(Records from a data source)
-=-=-=-=-

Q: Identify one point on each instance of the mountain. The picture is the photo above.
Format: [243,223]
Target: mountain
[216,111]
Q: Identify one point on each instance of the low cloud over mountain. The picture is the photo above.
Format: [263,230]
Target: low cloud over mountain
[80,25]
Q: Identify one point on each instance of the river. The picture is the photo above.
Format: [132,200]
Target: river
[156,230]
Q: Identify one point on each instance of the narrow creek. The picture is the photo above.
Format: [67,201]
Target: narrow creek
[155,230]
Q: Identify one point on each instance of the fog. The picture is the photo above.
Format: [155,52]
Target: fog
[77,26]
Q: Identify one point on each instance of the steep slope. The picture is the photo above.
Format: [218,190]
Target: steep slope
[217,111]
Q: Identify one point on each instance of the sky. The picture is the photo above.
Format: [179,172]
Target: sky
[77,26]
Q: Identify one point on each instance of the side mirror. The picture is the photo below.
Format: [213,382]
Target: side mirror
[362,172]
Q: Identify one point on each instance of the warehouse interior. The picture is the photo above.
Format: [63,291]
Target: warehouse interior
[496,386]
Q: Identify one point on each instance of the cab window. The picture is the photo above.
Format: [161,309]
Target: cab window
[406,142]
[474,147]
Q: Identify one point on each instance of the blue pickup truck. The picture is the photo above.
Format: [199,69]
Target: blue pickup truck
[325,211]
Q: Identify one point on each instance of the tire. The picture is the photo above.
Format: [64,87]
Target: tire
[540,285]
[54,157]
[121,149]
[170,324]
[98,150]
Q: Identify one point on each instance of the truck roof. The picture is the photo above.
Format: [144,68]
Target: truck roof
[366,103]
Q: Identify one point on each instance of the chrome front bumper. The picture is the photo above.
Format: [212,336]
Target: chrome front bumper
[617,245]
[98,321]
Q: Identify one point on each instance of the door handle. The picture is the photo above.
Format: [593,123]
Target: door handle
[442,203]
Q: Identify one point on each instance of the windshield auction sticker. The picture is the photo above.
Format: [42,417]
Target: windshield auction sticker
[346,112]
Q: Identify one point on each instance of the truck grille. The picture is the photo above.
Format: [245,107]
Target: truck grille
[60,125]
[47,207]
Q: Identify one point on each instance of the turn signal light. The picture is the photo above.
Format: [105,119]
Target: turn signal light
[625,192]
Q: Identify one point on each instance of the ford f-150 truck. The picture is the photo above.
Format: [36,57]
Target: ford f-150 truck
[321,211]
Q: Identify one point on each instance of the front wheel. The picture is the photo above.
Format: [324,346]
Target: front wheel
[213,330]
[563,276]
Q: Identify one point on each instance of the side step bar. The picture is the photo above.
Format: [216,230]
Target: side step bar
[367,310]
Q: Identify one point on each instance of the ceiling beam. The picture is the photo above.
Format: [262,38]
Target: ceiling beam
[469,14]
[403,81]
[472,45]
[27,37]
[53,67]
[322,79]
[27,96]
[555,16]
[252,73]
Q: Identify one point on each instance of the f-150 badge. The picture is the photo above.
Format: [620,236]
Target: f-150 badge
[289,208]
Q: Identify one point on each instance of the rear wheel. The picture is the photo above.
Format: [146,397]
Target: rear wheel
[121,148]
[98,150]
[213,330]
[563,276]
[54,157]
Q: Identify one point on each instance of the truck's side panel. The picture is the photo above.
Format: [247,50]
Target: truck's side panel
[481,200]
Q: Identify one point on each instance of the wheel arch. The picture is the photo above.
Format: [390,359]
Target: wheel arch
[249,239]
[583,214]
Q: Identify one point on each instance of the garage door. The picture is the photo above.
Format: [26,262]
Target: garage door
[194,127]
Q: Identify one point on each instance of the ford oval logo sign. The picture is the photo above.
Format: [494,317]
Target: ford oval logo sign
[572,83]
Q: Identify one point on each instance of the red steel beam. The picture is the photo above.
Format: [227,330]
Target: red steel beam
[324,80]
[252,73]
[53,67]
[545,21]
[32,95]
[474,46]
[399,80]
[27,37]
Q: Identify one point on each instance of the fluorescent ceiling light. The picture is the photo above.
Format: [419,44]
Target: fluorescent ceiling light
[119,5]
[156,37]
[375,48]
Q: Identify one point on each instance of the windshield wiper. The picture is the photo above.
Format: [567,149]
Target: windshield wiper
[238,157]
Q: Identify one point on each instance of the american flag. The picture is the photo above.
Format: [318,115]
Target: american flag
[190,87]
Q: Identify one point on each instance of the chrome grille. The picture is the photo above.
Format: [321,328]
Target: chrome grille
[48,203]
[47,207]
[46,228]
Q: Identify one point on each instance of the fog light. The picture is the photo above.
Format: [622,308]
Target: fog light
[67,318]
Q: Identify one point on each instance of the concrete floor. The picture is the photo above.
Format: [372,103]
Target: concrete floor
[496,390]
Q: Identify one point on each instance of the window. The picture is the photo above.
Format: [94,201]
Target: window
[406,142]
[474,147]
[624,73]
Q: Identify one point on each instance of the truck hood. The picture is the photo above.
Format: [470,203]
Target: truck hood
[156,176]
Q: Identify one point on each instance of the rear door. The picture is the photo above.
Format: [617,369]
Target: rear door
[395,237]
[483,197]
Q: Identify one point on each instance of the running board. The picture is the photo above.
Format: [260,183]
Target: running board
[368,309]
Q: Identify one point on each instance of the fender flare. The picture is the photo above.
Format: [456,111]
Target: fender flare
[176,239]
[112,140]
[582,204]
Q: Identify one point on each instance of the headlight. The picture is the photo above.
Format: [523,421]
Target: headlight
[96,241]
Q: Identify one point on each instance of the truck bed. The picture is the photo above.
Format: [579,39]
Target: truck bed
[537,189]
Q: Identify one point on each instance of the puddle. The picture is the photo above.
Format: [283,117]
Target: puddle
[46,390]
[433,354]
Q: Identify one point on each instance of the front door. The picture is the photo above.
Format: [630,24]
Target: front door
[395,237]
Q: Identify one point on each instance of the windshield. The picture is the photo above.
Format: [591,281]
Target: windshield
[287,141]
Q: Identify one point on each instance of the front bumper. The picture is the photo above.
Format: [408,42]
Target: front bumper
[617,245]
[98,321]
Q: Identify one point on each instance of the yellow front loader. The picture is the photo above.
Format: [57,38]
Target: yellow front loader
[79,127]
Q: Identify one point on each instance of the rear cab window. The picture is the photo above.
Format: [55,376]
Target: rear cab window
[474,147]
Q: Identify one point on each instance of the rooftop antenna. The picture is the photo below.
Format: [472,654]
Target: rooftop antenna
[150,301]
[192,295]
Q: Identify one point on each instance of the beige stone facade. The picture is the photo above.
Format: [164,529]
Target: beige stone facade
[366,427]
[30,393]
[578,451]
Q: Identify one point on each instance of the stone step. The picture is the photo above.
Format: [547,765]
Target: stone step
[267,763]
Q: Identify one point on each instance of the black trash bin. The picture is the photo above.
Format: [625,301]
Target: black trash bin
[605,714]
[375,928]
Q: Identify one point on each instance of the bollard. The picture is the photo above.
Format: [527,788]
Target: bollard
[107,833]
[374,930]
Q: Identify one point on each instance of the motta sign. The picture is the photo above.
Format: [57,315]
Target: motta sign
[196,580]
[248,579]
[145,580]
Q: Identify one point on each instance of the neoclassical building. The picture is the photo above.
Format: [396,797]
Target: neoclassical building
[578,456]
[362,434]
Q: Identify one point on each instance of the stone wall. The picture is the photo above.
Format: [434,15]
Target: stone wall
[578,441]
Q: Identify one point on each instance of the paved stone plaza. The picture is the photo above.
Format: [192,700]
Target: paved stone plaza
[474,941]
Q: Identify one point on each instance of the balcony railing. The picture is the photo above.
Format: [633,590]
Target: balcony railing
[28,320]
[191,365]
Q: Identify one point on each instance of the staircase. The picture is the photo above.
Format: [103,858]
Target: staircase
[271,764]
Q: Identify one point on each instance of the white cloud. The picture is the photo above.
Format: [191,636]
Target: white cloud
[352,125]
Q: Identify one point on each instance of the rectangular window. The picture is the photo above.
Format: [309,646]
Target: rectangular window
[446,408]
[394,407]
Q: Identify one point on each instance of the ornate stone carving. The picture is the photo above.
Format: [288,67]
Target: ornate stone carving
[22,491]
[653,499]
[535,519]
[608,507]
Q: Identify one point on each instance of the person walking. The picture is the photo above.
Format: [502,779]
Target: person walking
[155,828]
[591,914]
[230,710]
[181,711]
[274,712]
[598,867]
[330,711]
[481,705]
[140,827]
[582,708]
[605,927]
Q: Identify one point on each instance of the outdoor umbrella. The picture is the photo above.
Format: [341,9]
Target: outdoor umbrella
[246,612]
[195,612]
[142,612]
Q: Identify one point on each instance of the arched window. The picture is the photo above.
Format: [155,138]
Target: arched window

-=-=-=-=-

**WHAT NEEDS TO BE DONE**
Starting at the line that contains "Q: Identify one point on each instance of the person" and continuing through the end of the records, rewrite those lines with "outdoor umbrella" replaced by "patio umbrella" and everything else left unchanged.

**REPLY**
Q: Identify one point on each instance of the person walking. The picture is the photo above.
Format: [502,779]
Target: person walking
[155,828]
[591,914]
[230,710]
[181,711]
[274,712]
[598,867]
[330,711]
[481,705]
[140,827]
[582,708]
[605,927]
Q: Identify one point on each instance of the patio umbrella. The picture is the photo above.
Format: [341,9]
Target: patio umbrella
[246,612]
[195,612]
[142,612]
Q: Identify one point on each instance of the arched window. The picture is the photo above.
Format: [155,138]
Target: arched window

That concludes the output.